> TO DO
Rewrite all of the rows below with every instance of "with a point" changed to "using a single point" and nothing else altered, omitting the pictures.

** Start THE DATA **

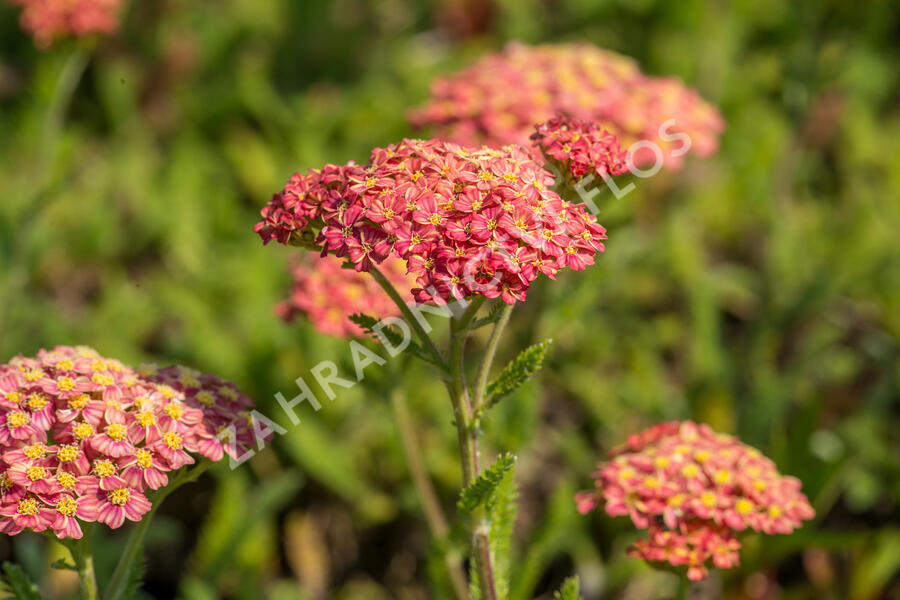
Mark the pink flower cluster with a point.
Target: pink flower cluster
(693, 489)
(48, 20)
(326, 293)
(580, 147)
(466, 221)
(499, 99)
(82, 437)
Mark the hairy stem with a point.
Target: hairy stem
(484, 368)
(83, 558)
(427, 342)
(119, 582)
(434, 514)
(468, 448)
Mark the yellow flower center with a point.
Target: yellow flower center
(36, 473)
(143, 458)
(79, 402)
(28, 507)
(743, 506)
(67, 506)
(172, 440)
(116, 431)
(65, 384)
(119, 496)
(173, 411)
(146, 419)
(37, 401)
(104, 468)
(82, 431)
(66, 480)
(35, 451)
(690, 470)
(33, 375)
(103, 379)
(67, 453)
(18, 419)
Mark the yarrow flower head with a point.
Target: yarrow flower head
(327, 294)
(48, 20)
(693, 490)
(466, 221)
(499, 99)
(82, 437)
(579, 147)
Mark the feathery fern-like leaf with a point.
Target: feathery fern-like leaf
(569, 590)
(15, 584)
(481, 490)
(516, 373)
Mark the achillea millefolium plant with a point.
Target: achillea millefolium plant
(480, 221)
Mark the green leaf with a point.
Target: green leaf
(481, 490)
(569, 590)
(368, 323)
(516, 373)
(502, 510)
(493, 316)
(14, 583)
(62, 565)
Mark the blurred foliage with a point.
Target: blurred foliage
(758, 291)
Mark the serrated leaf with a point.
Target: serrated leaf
(502, 510)
(14, 583)
(482, 489)
(493, 316)
(62, 565)
(368, 323)
(516, 373)
(569, 590)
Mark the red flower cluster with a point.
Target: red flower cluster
(327, 294)
(466, 221)
(48, 20)
(693, 489)
(499, 99)
(82, 437)
(580, 147)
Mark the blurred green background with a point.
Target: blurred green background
(758, 291)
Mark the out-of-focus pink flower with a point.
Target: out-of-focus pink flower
(693, 489)
(579, 147)
(48, 20)
(466, 221)
(499, 99)
(327, 294)
(83, 436)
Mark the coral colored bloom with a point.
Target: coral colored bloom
(499, 99)
(83, 436)
(693, 489)
(456, 214)
(48, 20)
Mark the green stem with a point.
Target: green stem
(484, 368)
(434, 514)
(427, 342)
(119, 581)
(83, 558)
(468, 447)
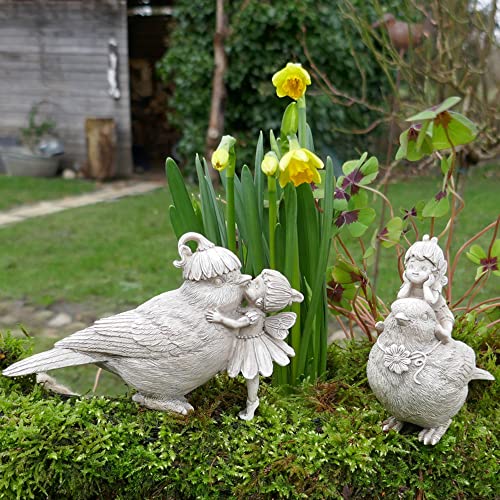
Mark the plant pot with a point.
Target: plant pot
(24, 164)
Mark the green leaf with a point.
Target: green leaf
(254, 230)
(460, 130)
(186, 218)
(219, 213)
(290, 121)
(274, 145)
(437, 207)
(259, 177)
(308, 222)
(422, 135)
(445, 165)
(207, 207)
(392, 232)
(475, 254)
(408, 147)
(351, 165)
(495, 248)
(431, 113)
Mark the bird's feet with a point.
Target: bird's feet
(249, 412)
(392, 423)
(176, 405)
(434, 434)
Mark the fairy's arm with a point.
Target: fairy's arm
(217, 317)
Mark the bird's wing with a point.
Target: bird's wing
(277, 326)
(459, 364)
(118, 335)
(137, 334)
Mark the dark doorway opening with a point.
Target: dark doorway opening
(152, 137)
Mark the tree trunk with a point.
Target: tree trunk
(216, 122)
(101, 148)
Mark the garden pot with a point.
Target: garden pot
(20, 163)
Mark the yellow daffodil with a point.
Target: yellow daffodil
(291, 81)
(270, 163)
(299, 166)
(220, 159)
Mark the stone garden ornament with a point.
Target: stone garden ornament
(417, 371)
(177, 341)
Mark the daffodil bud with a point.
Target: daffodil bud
(220, 159)
(290, 122)
(270, 163)
(222, 155)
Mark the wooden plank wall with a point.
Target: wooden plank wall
(57, 51)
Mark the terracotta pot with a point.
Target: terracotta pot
(29, 165)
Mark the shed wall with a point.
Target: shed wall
(57, 51)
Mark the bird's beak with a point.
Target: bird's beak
(402, 319)
(244, 279)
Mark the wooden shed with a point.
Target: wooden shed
(58, 52)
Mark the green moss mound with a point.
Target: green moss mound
(322, 441)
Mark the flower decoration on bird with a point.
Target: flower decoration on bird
(397, 358)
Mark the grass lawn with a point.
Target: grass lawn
(113, 256)
(119, 254)
(19, 190)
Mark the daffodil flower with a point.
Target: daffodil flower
(220, 159)
(270, 163)
(291, 81)
(299, 165)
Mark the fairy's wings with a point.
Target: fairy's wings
(277, 326)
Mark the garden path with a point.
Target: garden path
(108, 193)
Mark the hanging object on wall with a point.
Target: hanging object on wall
(114, 86)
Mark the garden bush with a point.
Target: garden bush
(318, 441)
(264, 36)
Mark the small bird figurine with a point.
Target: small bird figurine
(417, 377)
(164, 348)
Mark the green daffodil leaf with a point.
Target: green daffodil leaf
(460, 131)
(409, 148)
(475, 254)
(431, 113)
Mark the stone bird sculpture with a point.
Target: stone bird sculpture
(164, 348)
(417, 377)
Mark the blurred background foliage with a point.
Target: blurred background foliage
(364, 84)
(264, 36)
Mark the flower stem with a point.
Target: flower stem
(301, 105)
(271, 187)
(231, 224)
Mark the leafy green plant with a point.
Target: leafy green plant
(264, 230)
(436, 131)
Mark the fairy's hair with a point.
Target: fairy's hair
(429, 249)
(279, 293)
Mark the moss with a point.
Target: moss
(322, 441)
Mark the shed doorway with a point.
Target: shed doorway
(152, 137)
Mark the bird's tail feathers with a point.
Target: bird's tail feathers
(479, 374)
(49, 360)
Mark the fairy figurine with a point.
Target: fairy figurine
(260, 338)
(424, 278)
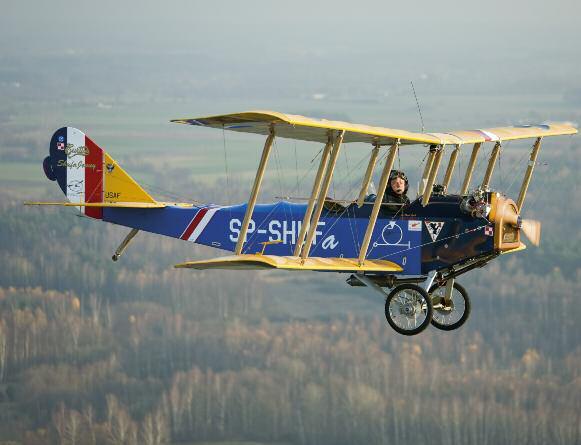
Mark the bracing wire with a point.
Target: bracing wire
(419, 108)
(226, 166)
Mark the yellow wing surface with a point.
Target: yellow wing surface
(257, 261)
(309, 129)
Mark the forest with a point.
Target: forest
(136, 352)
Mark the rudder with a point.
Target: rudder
(87, 174)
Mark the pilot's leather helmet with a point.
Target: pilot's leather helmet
(399, 174)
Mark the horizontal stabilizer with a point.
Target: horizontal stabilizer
(127, 205)
(256, 261)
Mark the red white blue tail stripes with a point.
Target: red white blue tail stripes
(76, 162)
(198, 223)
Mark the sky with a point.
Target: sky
(267, 50)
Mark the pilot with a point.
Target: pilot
(396, 191)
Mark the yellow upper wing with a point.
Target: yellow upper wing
(293, 126)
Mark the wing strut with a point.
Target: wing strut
(528, 174)
(389, 161)
(432, 176)
(451, 165)
(427, 168)
(322, 194)
(491, 164)
(470, 168)
(368, 174)
(255, 190)
(314, 193)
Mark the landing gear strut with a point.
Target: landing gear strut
(451, 306)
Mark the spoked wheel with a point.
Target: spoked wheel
(453, 313)
(408, 309)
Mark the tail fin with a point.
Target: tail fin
(87, 174)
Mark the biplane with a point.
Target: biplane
(411, 257)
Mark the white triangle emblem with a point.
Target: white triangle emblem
(434, 228)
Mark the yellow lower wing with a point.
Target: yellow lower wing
(254, 261)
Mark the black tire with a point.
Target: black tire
(438, 313)
(401, 307)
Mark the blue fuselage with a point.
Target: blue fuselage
(419, 238)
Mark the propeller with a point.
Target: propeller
(506, 211)
(532, 230)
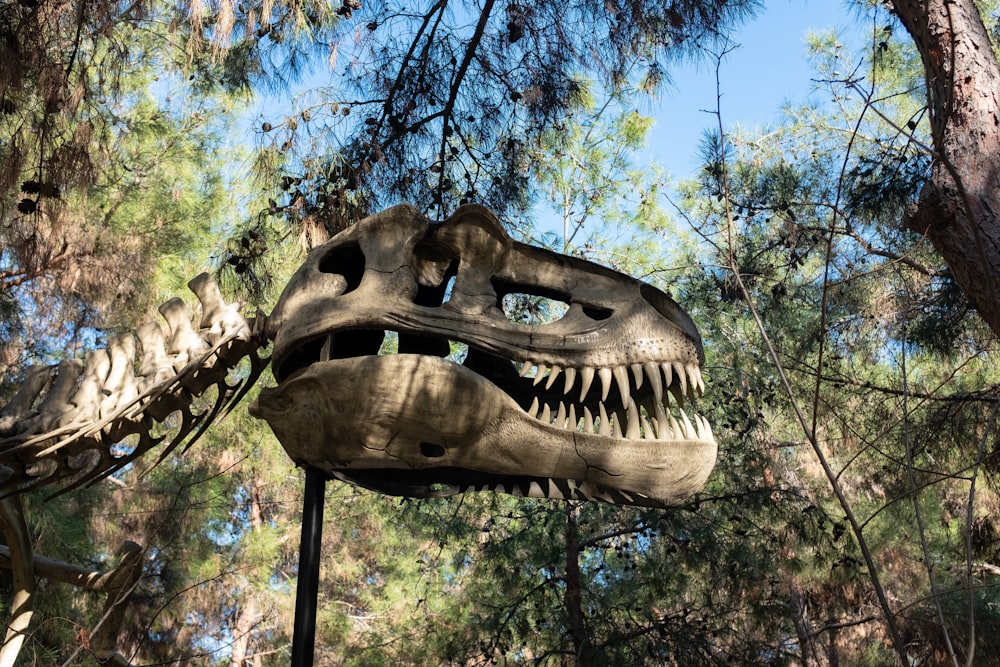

** End THE DATA **

> RESPONSE FOR THIS EXERCISE
Mark the pink flower cluster using a single point.
Target: pink flower cluster
(693, 489)
(48, 20)
(326, 293)
(580, 147)
(466, 221)
(499, 99)
(82, 437)
Mark the hairy stem using a single point.
Target: hairy stem
(484, 368)
(83, 558)
(427, 342)
(119, 582)
(434, 514)
(468, 448)
Mark the yellow flower center using a single point.
Target: yellow flower center
(36, 473)
(143, 458)
(79, 402)
(28, 507)
(743, 506)
(67, 506)
(172, 440)
(116, 431)
(65, 384)
(119, 496)
(173, 411)
(146, 419)
(37, 401)
(104, 468)
(82, 431)
(66, 480)
(35, 451)
(690, 470)
(33, 375)
(103, 379)
(67, 453)
(18, 419)
Mark the yarrow flower head using a single point.
Target: yarrow flower head
(327, 294)
(48, 20)
(693, 490)
(466, 221)
(499, 99)
(82, 437)
(579, 147)
Mark the feathery fern-like leaf using a single point.
Target: feathery fern-like leaf
(569, 590)
(15, 584)
(481, 490)
(516, 373)
Mark the achillea millefolium plant using a single point.
Target: achillea millefolium plant
(480, 221)
Mark the green leaf using a single point.
Target: green leaf
(481, 490)
(569, 590)
(368, 323)
(516, 373)
(502, 510)
(493, 316)
(14, 583)
(62, 565)
Mark the blurred foliage using a single point.
Target: blurred foliage
(758, 291)
Mark the serrated leaf using a single point.
Target: serrated leaf
(502, 510)
(14, 583)
(482, 489)
(493, 316)
(62, 565)
(368, 323)
(516, 373)
(569, 590)
Mark the red flower cluster using a single point.
Target: red flower cluster
(327, 294)
(466, 221)
(48, 20)
(693, 489)
(499, 99)
(82, 437)
(580, 147)
Mark the blurred green background using a single point.
Target: blurred green background
(758, 291)
Mark the out-of-focus pink flower using a single point.
Target: out-of-focus pink flower
(693, 489)
(579, 147)
(48, 20)
(466, 221)
(499, 99)
(327, 294)
(83, 436)
Mark the coral colored bloom using a single point.
Target: coral colored bloom
(499, 99)
(83, 436)
(693, 489)
(456, 214)
(48, 20)
Mark the green stem using a single point.
Target: green stem
(484, 368)
(434, 514)
(427, 342)
(119, 581)
(83, 558)
(468, 447)
Mark the plant pot using a single point.
Target: plant pot
(24, 164)
Mark the green leaf using a single point.
Target: green leaf
(254, 230)
(460, 130)
(186, 218)
(219, 213)
(290, 121)
(274, 145)
(437, 207)
(259, 177)
(308, 222)
(422, 135)
(445, 165)
(207, 207)
(392, 232)
(475, 254)
(408, 147)
(351, 165)
(495, 248)
(431, 113)
Mark the bird's feet using a single point.
Target: bird's feet
(249, 412)
(392, 423)
(176, 405)
(434, 434)
Mark the fairy's arm using a single point.
Target: fairy's arm
(217, 317)
Mark the bird's wing using a single point.
Target: bird's wing
(277, 326)
(459, 364)
(118, 335)
(137, 334)
Mark the dark doorway opening using a single point.
Target: dark doorway opening
(152, 137)
Mark the tree trunk using a single point.
Target: tree trunk
(216, 122)
(101, 148)
Mark the garden pot using a single point.
Target: garden pot
(20, 163)
Mark the yellow daffodil using a single point.
Target: yellow daffodil
(291, 81)
(270, 163)
(299, 166)
(220, 159)
Mark the stone garden ornament using a single point.
Target: stone garden ornament
(417, 371)
(177, 341)
Mark the daffodil bud using a single point.
Target: daffodil bud
(220, 159)
(290, 122)
(270, 163)
(222, 155)
Mark the wooden plank wall using a single point.
Target: wooden plank wall
(57, 51)
Mark the terracotta pot using a single point.
Target: terracotta pot
(29, 165)
Mark the shed wall using a single point.
Target: shed wall
(57, 51)
Mark the bird's beak using a single point.
Target: bird's beak
(402, 319)
(244, 279)
Mark the wooden shed using a single point.
Target: wooden shed
(58, 52)
Mark the green moss mound using a single point.
Target: green moss mound
(322, 441)
Mark the flower decoration on bird using a single point.
Target: flower decoration on bird
(397, 358)
Mark the grass lawn using a single point.
Target: grass lawn
(113, 256)
(119, 254)
(19, 190)
Mark the daffodil flower using a single point.
Target: daffodil flower
(220, 159)
(270, 163)
(291, 81)
(299, 165)
Mark the fairy's wings using a single point.
Target: fairy's wings
(277, 326)
Mark the garden path using a single point.
Target: garden path
(108, 193)
Mark the hanging object on wall using a single point.
Target: hanging object on wall
(114, 86)
Mark the garden bush using a single point.
Target: garden bush
(318, 441)
(264, 36)
Mark the small bird figurine using a single point.
Target: small bird figurine
(417, 377)
(164, 348)
Mark the green daffodil leaf using a single point.
Target: green daffodil leaf
(460, 131)
(409, 148)
(475, 254)
(431, 113)
Mark the stone bird sculpture using a single point.
Target: stone bird sculpture
(164, 348)
(417, 377)
Mark the blurred background foliage using a single point.
Target: blurred background foliage
(364, 84)
(264, 36)
Mark the flower stem using a single point.
Target: flower stem
(301, 105)
(271, 187)
(231, 224)
Mark the leafy green plant using a single point.
Target: leafy green plant
(264, 230)
(436, 131)
Mark the fairy's hair using a single point.
Target: fairy's hair
(429, 249)
(279, 293)
Mark the moss using a single point.
Target: moss
(322, 441)
Mark the shed doorway using a single point.
Target: shed doorway
(152, 137)
Mark the bird's tail feathers using a single point.
Target: bird's tail feathers
(479, 374)
(49, 360)
Mark the fairy figurine using a single point.
Target: fairy figurine
(260, 338)
(424, 278)
Mark the bracing wire using a single point.
Target: bracing wire
(419, 108)
(226, 166)
Mark the yellow wing surface using a single point.
Target: yellow wing surface
(257, 261)
(309, 129)
Mark the forest using a single point.
Target: forest
(136, 352)
Mark the rudder using a single point.
Target: rudder
(87, 174)
Mark the pilot's leather helmet using a single point.
Target: pilot's leather helmet
(399, 174)
Mark the horizontal stabilizer using a single point.
Target: horizontal stabilizer
(127, 205)
(256, 261)
Mark the red white blue tail stripes using a single point.
Target: red white blue tail stripes
(76, 162)
(198, 223)
Mark the sky using a single point.
Target: sky
(267, 50)
Mark the pilot using a single point.
Target: pilot
(396, 191)
Mark the yellow upper wing using a single point.
Target: yellow upper wing
(293, 126)
Mark the wing strut using a single point.
Target: wing strut
(528, 174)
(389, 161)
(432, 176)
(451, 165)
(427, 168)
(322, 194)
(491, 164)
(470, 168)
(368, 174)
(255, 190)
(314, 193)
Mark the landing gear strut using a single point.
Target: landing gear strut
(451, 306)
Mark the spoked wheel using a single point.
Target: spoked wheel
(453, 313)
(408, 309)
Mark the tail fin using a single point.
Target: tail fin
(87, 174)
Mark the biplane using a single point.
Target: biplane
(411, 257)
Mark the white triangle emblem using a single point.
Target: white triangle emblem
(434, 228)
Mark the yellow lower wing using a single point.
Target: yellow lower wing
(254, 261)
Mark the black tire using a single point.
Target: black tire
(438, 313)
(401, 307)
Mark the blue fuselage using a single point.
Target: blue fuselage
(419, 238)
Mark the propeller using a single point.
Target: propeller
(506, 211)
(532, 230)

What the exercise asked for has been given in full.